BEGIN

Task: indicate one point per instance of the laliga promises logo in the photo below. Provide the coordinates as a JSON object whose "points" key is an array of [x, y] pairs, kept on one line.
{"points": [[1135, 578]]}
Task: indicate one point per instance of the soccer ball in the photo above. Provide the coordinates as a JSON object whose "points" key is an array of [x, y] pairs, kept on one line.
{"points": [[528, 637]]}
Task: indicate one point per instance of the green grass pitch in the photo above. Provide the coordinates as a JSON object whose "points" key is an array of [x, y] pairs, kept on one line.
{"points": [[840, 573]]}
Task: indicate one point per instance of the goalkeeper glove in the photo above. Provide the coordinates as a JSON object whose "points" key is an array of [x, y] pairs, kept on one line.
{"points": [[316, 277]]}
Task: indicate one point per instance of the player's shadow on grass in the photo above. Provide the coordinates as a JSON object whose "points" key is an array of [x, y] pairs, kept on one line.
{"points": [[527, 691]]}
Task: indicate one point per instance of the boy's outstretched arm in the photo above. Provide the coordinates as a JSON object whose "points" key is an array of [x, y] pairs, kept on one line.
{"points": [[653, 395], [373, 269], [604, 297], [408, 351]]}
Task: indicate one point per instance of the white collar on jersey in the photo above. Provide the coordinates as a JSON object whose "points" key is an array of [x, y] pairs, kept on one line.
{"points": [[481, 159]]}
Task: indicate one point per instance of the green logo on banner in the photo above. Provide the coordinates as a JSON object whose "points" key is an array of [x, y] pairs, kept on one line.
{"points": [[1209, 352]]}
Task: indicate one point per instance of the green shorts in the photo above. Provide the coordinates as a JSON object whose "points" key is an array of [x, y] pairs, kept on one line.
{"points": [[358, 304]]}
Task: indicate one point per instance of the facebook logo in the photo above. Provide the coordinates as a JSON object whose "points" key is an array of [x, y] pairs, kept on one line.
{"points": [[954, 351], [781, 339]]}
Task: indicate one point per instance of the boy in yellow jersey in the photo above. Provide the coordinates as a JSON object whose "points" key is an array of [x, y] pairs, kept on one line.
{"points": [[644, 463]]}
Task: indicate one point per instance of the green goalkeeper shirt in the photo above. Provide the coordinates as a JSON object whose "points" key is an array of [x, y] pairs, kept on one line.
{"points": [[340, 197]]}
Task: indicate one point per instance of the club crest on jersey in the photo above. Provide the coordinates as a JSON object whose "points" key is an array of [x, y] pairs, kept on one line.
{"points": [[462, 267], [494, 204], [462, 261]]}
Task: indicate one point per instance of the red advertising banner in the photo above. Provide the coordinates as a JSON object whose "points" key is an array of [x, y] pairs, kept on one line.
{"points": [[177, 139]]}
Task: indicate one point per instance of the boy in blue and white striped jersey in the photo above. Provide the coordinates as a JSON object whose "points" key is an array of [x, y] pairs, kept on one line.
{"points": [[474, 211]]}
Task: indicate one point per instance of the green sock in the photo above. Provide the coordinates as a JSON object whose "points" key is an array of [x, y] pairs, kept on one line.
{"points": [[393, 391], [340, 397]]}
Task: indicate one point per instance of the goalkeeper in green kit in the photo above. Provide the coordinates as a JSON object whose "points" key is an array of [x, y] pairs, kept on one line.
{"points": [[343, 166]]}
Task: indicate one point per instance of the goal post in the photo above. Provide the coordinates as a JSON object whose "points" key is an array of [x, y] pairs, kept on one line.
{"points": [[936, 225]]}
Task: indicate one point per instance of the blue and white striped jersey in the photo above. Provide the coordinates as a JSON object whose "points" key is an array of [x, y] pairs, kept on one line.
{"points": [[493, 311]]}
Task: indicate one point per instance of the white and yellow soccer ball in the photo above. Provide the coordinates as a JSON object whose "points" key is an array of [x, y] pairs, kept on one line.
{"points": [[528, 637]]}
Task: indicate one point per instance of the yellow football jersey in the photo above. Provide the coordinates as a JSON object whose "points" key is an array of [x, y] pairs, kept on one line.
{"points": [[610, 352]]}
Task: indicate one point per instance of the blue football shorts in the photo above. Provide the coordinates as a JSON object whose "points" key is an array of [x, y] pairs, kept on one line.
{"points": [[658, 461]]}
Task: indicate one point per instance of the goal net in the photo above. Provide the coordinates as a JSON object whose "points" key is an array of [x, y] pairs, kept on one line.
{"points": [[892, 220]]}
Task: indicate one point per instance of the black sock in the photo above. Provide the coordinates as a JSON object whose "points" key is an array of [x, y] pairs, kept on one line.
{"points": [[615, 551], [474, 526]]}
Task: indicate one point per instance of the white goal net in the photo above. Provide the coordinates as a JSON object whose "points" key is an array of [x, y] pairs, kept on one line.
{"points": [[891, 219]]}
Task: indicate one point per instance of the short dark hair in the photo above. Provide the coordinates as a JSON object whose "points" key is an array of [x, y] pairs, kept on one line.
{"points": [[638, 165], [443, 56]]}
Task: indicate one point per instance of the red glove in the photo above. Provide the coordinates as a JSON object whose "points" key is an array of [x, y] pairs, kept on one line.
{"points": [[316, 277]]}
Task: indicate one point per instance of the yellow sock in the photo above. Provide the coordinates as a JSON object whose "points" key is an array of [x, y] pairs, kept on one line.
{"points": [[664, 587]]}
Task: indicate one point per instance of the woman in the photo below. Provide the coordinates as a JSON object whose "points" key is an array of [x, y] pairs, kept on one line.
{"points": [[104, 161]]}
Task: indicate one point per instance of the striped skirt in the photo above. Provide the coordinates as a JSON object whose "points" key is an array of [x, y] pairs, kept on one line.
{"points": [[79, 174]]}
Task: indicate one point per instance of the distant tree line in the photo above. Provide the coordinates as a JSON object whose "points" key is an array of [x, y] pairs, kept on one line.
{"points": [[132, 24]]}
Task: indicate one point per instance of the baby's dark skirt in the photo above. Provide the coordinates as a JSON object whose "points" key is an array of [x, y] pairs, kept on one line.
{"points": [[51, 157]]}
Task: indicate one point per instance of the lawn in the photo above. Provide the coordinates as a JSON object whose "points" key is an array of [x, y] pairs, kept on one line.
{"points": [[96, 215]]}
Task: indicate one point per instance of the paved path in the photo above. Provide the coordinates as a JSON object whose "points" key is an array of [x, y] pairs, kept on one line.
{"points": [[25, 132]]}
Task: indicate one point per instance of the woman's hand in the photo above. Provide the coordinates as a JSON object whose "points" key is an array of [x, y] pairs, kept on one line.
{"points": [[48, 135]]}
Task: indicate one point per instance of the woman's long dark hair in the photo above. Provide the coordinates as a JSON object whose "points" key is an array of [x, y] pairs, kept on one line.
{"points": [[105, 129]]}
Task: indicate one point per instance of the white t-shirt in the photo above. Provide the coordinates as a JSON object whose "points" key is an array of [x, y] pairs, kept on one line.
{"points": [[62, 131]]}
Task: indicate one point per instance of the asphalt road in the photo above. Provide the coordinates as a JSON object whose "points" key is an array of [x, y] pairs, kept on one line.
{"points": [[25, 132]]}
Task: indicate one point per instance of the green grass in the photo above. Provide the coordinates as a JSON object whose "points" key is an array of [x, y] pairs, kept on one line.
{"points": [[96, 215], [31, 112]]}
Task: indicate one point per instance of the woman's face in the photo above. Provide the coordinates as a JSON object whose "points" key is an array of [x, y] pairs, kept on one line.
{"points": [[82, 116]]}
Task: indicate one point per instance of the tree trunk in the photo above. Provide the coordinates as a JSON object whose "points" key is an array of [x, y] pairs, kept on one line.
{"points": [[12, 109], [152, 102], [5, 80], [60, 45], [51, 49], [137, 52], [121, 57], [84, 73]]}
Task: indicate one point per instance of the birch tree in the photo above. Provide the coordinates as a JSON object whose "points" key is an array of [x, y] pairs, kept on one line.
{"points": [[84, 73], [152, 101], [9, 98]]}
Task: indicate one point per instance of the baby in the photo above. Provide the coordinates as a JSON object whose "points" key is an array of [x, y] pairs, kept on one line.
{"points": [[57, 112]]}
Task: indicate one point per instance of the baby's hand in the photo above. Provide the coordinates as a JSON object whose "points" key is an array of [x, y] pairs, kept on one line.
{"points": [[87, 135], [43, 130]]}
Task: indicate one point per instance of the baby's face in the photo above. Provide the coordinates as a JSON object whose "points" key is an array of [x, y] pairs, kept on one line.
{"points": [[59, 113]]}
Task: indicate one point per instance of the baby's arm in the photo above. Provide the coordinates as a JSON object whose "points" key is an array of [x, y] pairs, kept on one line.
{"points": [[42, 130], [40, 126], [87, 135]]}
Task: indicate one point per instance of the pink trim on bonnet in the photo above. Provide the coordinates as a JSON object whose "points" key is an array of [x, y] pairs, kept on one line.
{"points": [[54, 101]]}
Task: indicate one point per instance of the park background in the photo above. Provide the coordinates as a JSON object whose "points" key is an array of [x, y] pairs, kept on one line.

END

- [What the task asks]:
Starting with the line that contains "Task: indicate one point per instance of the tree", output every line through the end of the listing above, unchanged.

- [Exercise response]:
Task: indicate one point per instance of the tree trunk in the photo above. Provide the coordinates as a JSON object whose "points" key is an array of [x, y] pairs, kept on one line.
{"points": [[12, 109], [152, 102], [5, 80], [60, 45], [51, 49], [137, 52], [121, 57], [84, 73]]}
Task: indicate one point per instance of the birch tree in the photo above. Provide the coordinates as a JSON object whose "points" key is an array of [x, y] pairs, kept on one line.
{"points": [[84, 73], [152, 101], [9, 98]]}
Task: indicate one point per instance of the baby in the photo above. Provide the coordinates as a JSON object whose "points" key is an array of [x, y] pairs, kept on one line.
{"points": [[57, 112]]}
Task: indicate one point per instance of the baby's hand in the photo above. Provide the coordinates as a JSON object whose "points" key is an array of [x, y] pairs, kept on one line.
{"points": [[87, 135], [43, 130]]}
Task: indicate one point per instance of the baby's face in the photo above. Provide the coordinates as a JSON object whose "points" key is an array of [x, y] pairs, kept on one line.
{"points": [[59, 113]]}
Task: indicate one point per instance of the baby's arm in the photo above. Provide the coordinates as a JSON object whose "points" key is an array of [x, y] pairs, kept on one line.
{"points": [[42, 130], [40, 126], [87, 135]]}
Task: indicate one point per instance of the pink trim on bonnet in the photo above. Provide the coordinates as a JSON object whose "points" key is an array of [x, y] pairs, kept on one line.
{"points": [[54, 101]]}
Task: indicate one point per instance of the park background in the photo above. Provide the coordinates as a JSON object whose "points" key is an array of [x, y] pairs, kept on one line.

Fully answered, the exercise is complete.